Data for review —

::::::

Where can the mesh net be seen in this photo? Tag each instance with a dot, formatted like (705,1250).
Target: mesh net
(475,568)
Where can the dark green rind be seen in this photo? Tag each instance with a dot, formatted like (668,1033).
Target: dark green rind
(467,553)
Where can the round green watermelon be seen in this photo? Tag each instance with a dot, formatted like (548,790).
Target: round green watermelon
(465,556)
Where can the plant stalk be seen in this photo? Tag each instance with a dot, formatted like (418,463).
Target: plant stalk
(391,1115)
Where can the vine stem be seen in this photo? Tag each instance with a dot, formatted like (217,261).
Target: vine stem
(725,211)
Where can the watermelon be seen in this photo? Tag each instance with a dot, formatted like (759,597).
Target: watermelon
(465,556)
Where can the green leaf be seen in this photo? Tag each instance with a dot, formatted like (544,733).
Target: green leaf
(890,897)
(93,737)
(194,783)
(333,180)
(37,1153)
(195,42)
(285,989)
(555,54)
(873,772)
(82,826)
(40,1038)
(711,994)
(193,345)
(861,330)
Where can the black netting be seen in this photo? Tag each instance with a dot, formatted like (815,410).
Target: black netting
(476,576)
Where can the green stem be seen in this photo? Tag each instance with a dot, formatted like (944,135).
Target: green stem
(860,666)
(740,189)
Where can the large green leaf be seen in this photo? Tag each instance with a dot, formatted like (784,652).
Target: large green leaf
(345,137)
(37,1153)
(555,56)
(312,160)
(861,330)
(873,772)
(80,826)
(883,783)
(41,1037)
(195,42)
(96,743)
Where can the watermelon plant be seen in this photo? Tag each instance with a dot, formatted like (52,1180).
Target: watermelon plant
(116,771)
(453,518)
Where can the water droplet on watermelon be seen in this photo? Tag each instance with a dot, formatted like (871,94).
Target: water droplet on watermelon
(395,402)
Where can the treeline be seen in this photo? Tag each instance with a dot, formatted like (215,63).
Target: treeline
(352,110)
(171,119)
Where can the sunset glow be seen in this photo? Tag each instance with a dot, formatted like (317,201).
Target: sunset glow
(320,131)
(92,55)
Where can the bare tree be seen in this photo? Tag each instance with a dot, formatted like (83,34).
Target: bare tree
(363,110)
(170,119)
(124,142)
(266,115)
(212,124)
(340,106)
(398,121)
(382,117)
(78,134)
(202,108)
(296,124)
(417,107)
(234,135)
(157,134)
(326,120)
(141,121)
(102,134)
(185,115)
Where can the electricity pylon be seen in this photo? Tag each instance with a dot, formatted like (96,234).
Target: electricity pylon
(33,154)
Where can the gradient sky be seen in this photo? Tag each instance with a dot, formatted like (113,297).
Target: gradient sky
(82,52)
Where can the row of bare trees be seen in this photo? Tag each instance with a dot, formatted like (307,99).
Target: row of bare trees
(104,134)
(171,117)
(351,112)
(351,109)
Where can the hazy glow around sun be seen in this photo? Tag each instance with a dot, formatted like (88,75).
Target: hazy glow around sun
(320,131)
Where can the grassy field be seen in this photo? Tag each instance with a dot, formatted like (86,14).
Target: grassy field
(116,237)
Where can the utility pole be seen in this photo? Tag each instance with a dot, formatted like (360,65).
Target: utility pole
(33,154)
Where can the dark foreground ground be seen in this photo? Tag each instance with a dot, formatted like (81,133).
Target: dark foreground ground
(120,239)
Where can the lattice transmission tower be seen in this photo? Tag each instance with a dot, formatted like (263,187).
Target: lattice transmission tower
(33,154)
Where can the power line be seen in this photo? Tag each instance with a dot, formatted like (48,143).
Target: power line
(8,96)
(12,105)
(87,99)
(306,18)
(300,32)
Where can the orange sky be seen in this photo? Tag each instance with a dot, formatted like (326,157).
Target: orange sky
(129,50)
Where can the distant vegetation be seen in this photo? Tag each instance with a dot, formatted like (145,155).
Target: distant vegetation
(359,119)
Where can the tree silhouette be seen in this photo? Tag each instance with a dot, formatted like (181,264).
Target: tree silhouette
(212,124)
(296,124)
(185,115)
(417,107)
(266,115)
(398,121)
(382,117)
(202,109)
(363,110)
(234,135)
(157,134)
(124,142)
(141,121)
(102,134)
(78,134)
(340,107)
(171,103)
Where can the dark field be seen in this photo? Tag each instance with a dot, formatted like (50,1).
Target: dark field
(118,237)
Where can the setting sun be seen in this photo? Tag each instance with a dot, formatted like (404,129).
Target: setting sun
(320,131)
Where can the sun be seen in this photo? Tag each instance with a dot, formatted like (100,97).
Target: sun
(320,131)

::::::

Task item — All entries are to be printed once more, exactly as given.

Exercise result —
Where can the mesh net be seen in this photo? Tag each instance with a dot, formatted like (705,1250).
Target: mesh net
(475,568)
Where can the dark green rind be seen in this photo? Tag each instance with a dot, formatted like (668,1033).
Target: dark green rind
(467,553)
Where can the round green watermelon be seen in this photo? Tag each instance with a dot, formatted like (548,790).
Target: round green watermelon
(465,556)
Where can the plant stalk be seen in this photo? Tag each instance with a dot, formatted like (418,463).
Target: plant stalk
(391,1115)
Where can the vine stem be seen in this photo? Tag each instance with a dot, formatted like (217,261).
Target: vine stem
(725,211)
Where can the watermelon be seen in this photo? Tag each instance with a dot, formatted like (759,597).
Target: watermelon
(465,556)
Where can the green leaf be seen in this photo? Tag each instance with a dot, formatted like (544,733).
Target: green leaf
(890,897)
(93,737)
(194,783)
(333,180)
(37,1153)
(195,42)
(285,989)
(555,54)
(873,772)
(82,826)
(40,1038)
(711,994)
(193,345)
(861,330)
Where can the black netting be seen in this photo? Tag each instance with a dot, formatted like (815,410).
Target: black netting
(476,576)
Where can the green stem be seen in this photo? Tag each instance with a dot, formatted like (944,135).
Target: green stem
(860,666)
(740,189)
Where can the large green leaf be seen in this photo? Tag each instance with a dot, formatted like (784,652).
Target: large green leaf
(345,137)
(37,1153)
(555,56)
(312,160)
(861,330)
(873,772)
(80,826)
(883,783)
(41,1037)
(195,42)
(96,743)
Where can the watermelon plant be seen in this photo? Tag each instance with a dot, formatted like (52,1180).
Target: watermelon plant
(116,771)
(453,518)
Where can the water droplet on watermelon be seen in this photo? Tag each instance with a dot, formatted like (871,94).
Target: water droplet on watermelon
(395,402)
Where can the treeline be seen in this photo? Tag each instance with a dot, formatted like (215,63).
Target: treeline
(352,110)
(171,119)
Where can the sunset glow be seen in this photo? Tag each instance with a dot, formatted like (317,201).
Target: sunset glow
(320,131)
(92,55)
Where can the bare tree be seen in this photo? Tag each instance with a dot, formatted like (83,34).
Target: bare tree
(363,110)
(170,119)
(124,142)
(266,115)
(212,124)
(340,106)
(398,121)
(382,117)
(78,134)
(202,108)
(296,124)
(417,107)
(234,135)
(157,134)
(326,120)
(141,121)
(102,134)
(185,115)
Where can the electricity pylon be seen in this photo? Tag each instance with a dot, formatted like (96,234).
Target: electricity pylon
(33,154)
Where can the gradient sky be seen in this photo? Tag each instance with a dot, formatted like (113,297).
Target: gradient sky
(82,52)
Where can the row of bare trees be seen in this photo? Tag each instance with a dot, formatted like (307,99).
Target: row of bare trees
(104,134)
(171,117)
(351,112)
(351,109)
Where can the hazy glow around sun be seen in this photo? Tag each instance with a dot, formatted like (88,75).
Target: hazy glow around sun
(320,131)
Where can the grassy field be seen in this photo? Tag each instance with a dot, formatted like (86,14).
Target: grassy field
(116,237)
Where can the utility pole be seen in this photo? Tag each instance with a dot, formatted like (360,65).
Target: utility pole
(33,154)
Where can the dark foreground ground be seen in this photo? Tag each instance with a dot, formatted like (81,133).
Target: dark foreground ground
(120,239)
Where can the lattice transmission tower be seen in this photo? Tag each instance with a dot, formatted like (263,187).
Target: lattice transmission tower
(33,154)
Where can the power line be seen in this photo? Tag each instance with a dot, formatted like (48,143).
Target: power line
(8,96)
(12,105)
(87,99)
(306,18)
(300,32)
Where can the orange sky be seen in this photo? Tag each instance with a dot, formatted like (326,157).
Target: orange sky
(129,50)
Where can the distant vegetation be seen in this photo? Tag each instance with a dot, formatted like (145,155).
Target: distant vegetation
(359,119)
Where can the tree silhouette be seen in this photo? Tag each instance with a dot, formatted like (181,264).
Target: tree silhouette
(212,124)
(296,124)
(185,115)
(417,107)
(266,115)
(398,121)
(382,117)
(202,109)
(363,110)
(234,135)
(157,134)
(124,142)
(141,121)
(102,134)
(78,134)
(340,107)
(171,103)
Where can the dark field be seen in this photo? Tag each instance with a dot, formatted like (50,1).
Target: dark field
(118,237)
Where can the setting sun be seen in this photo? Tag each instance with a dot, formatted like (404,129).
Target: setting sun
(320,131)
Where can the sun be seen in this photo? Tag each instance with a dot, formatted like (100,97).
Target: sun
(320,131)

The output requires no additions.